▶ **Short task**
Rewrite every line of the listing below as a numbered list, leaving out any blank lines.

▶ **Stored data**
☆ ☆ ☆ ☆ ☆

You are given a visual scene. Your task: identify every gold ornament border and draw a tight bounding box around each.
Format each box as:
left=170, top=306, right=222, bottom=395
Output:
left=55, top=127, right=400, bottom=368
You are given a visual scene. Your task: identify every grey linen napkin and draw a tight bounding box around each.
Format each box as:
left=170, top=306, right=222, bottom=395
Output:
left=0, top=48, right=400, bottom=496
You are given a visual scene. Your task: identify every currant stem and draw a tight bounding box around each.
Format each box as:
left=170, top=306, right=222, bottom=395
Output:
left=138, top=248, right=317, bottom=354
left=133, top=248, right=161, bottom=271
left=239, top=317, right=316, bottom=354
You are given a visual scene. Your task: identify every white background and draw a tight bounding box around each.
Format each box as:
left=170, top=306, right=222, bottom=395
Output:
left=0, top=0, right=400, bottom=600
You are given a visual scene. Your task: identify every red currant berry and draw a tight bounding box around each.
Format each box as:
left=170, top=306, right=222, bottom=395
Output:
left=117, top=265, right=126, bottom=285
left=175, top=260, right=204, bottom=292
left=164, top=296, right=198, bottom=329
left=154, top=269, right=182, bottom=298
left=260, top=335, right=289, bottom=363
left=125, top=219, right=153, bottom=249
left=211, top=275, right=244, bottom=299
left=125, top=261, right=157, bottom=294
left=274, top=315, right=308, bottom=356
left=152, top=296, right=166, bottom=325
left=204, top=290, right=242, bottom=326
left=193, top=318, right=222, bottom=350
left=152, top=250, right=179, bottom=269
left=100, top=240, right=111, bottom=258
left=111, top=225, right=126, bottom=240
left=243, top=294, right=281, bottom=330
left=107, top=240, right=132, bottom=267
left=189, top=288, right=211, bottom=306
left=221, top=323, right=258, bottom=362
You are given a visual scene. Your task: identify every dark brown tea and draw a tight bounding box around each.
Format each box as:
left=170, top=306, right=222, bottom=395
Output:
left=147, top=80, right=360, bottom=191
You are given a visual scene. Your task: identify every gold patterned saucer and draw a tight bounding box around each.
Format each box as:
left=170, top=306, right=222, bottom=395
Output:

☆ ☆ ☆ ☆ ☆

▶ **Solved exercise**
1. You are given a visual scene. Your task: identify every gold ornament border and draw a tight bounding box around each.
2. Format each box as:
3. left=170, top=306, right=222, bottom=395
4. Output:
5. left=55, top=127, right=400, bottom=368
6. You are given a visual scene. Your task: identify every grey linen napkin and draw a tight bounding box around each.
7. Format each box as:
8. left=170, top=306, right=222, bottom=395
9. Output:
10. left=0, top=48, right=400, bottom=496
11. You are given a visual scene. Your task: identify every currant stem and draw a tight bounding box around each.
12. Format each box as:
13. left=170, top=306, right=222, bottom=395
14. Output:
15. left=138, top=248, right=317, bottom=354
16. left=133, top=248, right=161, bottom=271
17. left=239, top=317, right=316, bottom=354
18. You are given a visual scene. Your task: identify every white background and draw a tight bounding box around each.
19. Format each box as:
20. left=170, top=306, right=222, bottom=395
21. Output:
22. left=0, top=0, right=400, bottom=600
23. You are given a visual scene. Your task: identify every red currant berry and draw a tight bounding box around each.
24. Format each box as:
25. left=170, top=306, right=222, bottom=395
26. Output:
27. left=117, top=265, right=126, bottom=285
28. left=175, top=260, right=204, bottom=292
29. left=164, top=296, right=198, bottom=329
30. left=154, top=269, right=182, bottom=298
31. left=260, top=335, right=289, bottom=363
32. left=125, top=219, right=153, bottom=249
33. left=211, top=275, right=244, bottom=299
34. left=125, top=261, right=157, bottom=294
35. left=274, top=315, right=308, bottom=356
36. left=152, top=296, right=166, bottom=325
37. left=204, top=290, right=242, bottom=326
38. left=193, top=318, right=222, bottom=350
39. left=152, top=250, right=179, bottom=269
40. left=100, top=240, right=111, bottom=258
41. left=111, top=225, right=126, bottom=240
42. left=243, top=294, right=281, bottom=330
43. left=107, top=240, right=132, bottom=267
44. left=189, top=288, right=211, bottom=306
45. left=221, top=323, right=258, bottom=362
46. You are given a visual scene. Your task: identify every dark brown tea and draw a tight bounding box around each.
47. Format each box as:
48. left=170, top=306, right=222, bottom=395
49. Output:
50. left=147, top=80, right=360, bottom=191
51. You are given a visual scene. Your task: identify every gold patterned saucer and draw a tight bounding box around each.
52. Format each box as:
53. left=170, top=306, right=222, bottom=395
54. Output:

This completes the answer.